__Supplied passage__
Today I had the pleasure of talking for an hour with a group of journalists from Siberia and Central Asia — Uzbekistan, Kyrgyzstan, and Tajikistan. They asked (in Russian, through an interpreter) terrific questions about classical music in the US.(This was arranged by CEC ArtsLINK, which arranges exchanges of many kinds involving arts people from Russia and surrounding regions.)

The question I found the hardest was a simple one. Which new or recent American classical piece did I think was most important?

For a moment I blanked, and then four answers came to me. I’ll share them here, without for a moment claiming that these are the best new American pieces (of, let’s say, the past generation), or the most important, or the most influential, or the most representative. Or that your taste has to be mine, or that these are for all time my favorite pieces, or that I couldn’t find four other pieces that might do the job for me just as well.

__Entries provided__
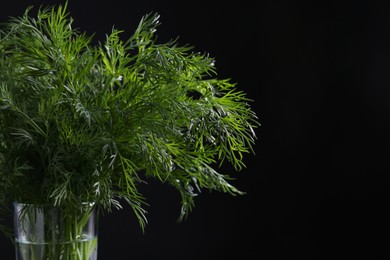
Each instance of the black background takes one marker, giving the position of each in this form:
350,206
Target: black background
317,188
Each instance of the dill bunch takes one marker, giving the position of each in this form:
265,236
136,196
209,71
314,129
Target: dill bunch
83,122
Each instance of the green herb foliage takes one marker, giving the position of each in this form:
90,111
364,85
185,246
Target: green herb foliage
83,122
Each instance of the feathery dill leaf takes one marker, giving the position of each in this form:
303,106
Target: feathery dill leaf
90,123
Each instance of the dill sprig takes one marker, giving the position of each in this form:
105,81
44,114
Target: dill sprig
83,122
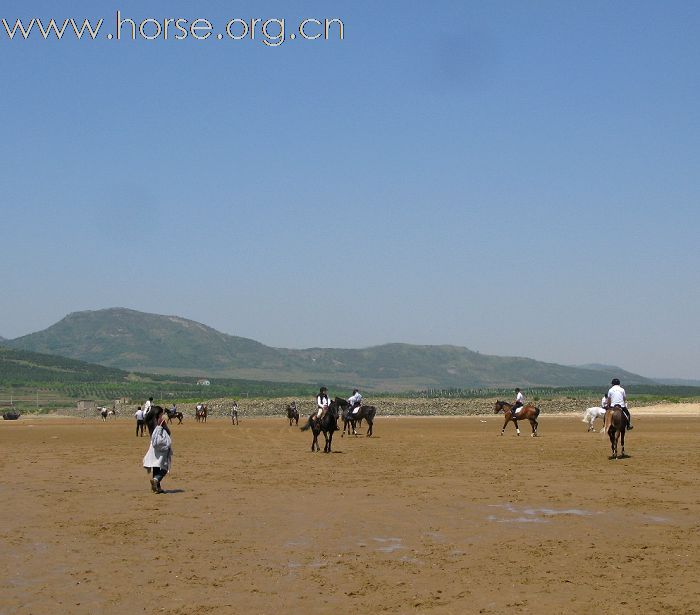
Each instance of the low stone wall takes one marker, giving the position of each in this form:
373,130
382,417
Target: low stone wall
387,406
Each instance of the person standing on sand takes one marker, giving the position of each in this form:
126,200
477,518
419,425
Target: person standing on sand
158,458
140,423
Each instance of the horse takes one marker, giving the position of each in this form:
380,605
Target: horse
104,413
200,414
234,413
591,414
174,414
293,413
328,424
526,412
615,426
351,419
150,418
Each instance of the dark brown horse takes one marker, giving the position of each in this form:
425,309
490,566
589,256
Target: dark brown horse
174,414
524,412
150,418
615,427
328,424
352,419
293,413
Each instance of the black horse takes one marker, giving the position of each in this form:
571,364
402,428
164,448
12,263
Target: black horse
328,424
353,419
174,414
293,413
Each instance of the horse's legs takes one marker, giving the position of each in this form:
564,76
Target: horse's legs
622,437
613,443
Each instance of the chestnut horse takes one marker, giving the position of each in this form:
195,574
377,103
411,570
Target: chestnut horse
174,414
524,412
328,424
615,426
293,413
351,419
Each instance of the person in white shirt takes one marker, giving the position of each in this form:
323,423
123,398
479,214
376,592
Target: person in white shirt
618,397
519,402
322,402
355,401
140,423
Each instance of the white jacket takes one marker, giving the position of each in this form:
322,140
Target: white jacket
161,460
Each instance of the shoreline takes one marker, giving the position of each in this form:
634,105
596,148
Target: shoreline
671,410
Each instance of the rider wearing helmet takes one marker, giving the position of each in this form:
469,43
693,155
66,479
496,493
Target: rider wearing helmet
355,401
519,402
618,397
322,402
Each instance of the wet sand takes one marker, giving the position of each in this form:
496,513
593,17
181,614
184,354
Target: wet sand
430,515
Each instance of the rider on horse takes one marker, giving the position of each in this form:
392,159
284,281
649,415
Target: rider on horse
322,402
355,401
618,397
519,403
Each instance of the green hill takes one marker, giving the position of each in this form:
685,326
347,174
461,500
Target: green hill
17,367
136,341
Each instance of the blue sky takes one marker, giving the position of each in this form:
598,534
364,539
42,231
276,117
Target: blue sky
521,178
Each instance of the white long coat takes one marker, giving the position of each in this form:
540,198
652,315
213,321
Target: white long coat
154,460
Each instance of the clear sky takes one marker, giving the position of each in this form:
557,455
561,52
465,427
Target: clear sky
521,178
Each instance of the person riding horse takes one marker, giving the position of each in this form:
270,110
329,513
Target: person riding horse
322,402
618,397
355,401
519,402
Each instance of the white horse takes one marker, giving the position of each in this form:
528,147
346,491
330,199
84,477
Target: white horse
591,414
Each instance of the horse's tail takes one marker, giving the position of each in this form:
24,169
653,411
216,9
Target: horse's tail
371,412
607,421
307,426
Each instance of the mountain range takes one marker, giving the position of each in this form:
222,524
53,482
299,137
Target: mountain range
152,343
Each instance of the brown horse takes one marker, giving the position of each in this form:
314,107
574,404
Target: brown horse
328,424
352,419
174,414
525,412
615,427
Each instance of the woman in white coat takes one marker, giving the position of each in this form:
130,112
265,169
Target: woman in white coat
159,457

__Stated goal 1__
Write out everything in the passage on American classical music from "Today I had" down to "was most important?", word for word.
__Stated goal 2__
According to the passage on American classical music, which organization arranged the talk with the journalists?
The entries were drawn from a separate source.

__Written solution 1__
Today I had the pleasure of talking for an hour with a group of journalists from Siberia and Central Asia — Uzbekistan, Kyrgyzstan, and Tajikistan. They asked (in Russian, through an interpreter) terrific questions about classical music in the US.(This was arranged by CEC ArtsLINK, which arranges exchanges of many kinds involving arts people from Russia and surrounding regions.)

The question I found the hardest was a simple one. Which new or recent American classical piece did I think was most important?

__Written solution 2__
CEC ArtsLINK